▸ EXERCISE PROMPT: Take the data that sits below and write it out again exactly.

▸ SUPPLIED ENTRIES:
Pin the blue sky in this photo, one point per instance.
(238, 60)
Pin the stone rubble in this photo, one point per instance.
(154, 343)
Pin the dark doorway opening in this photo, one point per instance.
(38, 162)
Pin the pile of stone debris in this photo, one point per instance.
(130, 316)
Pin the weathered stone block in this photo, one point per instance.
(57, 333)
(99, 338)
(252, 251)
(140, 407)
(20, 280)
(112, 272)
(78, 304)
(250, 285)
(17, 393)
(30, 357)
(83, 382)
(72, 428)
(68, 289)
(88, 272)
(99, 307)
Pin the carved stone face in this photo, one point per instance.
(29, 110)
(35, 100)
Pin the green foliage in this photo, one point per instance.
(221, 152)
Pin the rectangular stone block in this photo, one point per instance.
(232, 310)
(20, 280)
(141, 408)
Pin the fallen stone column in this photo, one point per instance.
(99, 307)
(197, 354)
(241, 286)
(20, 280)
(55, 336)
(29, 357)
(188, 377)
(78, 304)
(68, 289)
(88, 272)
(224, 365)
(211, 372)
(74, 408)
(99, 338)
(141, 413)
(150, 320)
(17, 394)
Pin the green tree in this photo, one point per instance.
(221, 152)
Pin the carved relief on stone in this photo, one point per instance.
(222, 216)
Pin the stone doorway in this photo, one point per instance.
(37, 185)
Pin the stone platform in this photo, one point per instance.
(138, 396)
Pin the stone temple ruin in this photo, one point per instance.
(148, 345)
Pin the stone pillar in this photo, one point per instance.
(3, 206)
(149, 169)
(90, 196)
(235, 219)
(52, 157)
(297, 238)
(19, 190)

▸ ANSWER SECTION:
Pin the blue sky in this photo, one point per instance.
(238, 60)
Pin the stone rubble in this photo, one point per instance.
(154, 343)
Pin the dark doorway opening in this photo, one point per instance.
(38, 162)
Pin the pile of stone debris in this photo, one point per instance.
(130, 316)
Pin the weathered stone block in this photo, one point per instance.
(57, 333)
(99, 338)
(252, 251)
(140, 407)
(20, 280)
(112, 272)
(78, 304)
(250, 285)
(17, 393)
(30, 357)
(83, 382)
(72, 428)
(68, 289)
(88, 272)
(99, 307)
Pin the carved stone face in this photo, one point per instance.
(29, 110)
(35, 100)
Pin the green foliage in this photo, one point per instance.
(221, 152)
Pin the rectangular stone block in this photo, one point per instance.
(232, 310)
(20, 280)
(141, 408)
Pin the fallen stone column in this photo, one point per instance.
(99, 307)
(197, 354)
(241, 286)
(20, 280)
(55, 336)
(29, 357)
(188, 377)
(78, 304)
(68, 289)
(88, 272)
(224, 365)
(211, 372)
(74, 408)
(99, 338)
(141, 413)
(150, 320)
(17, 394)
Pin the green tree in this photo, one point per instance.
(221, 152)
Pin the carved relief on stone in this photo, one point per instance.
(222, 216)
Pin the stone doorway in this photo, one point per instance.
(37, 185)
Pin the stone platform in this photo, one point per instance.
(138, 396)
Pin the stone temple ruin in this photo, one point per instance.
(148, 345)
Pin the stone pillar in this photo, one point per instance.
(3, 206)
(149, 169)
(90, 196)
(235, 219)
(52, 157)
(297, 238)
(19, 190)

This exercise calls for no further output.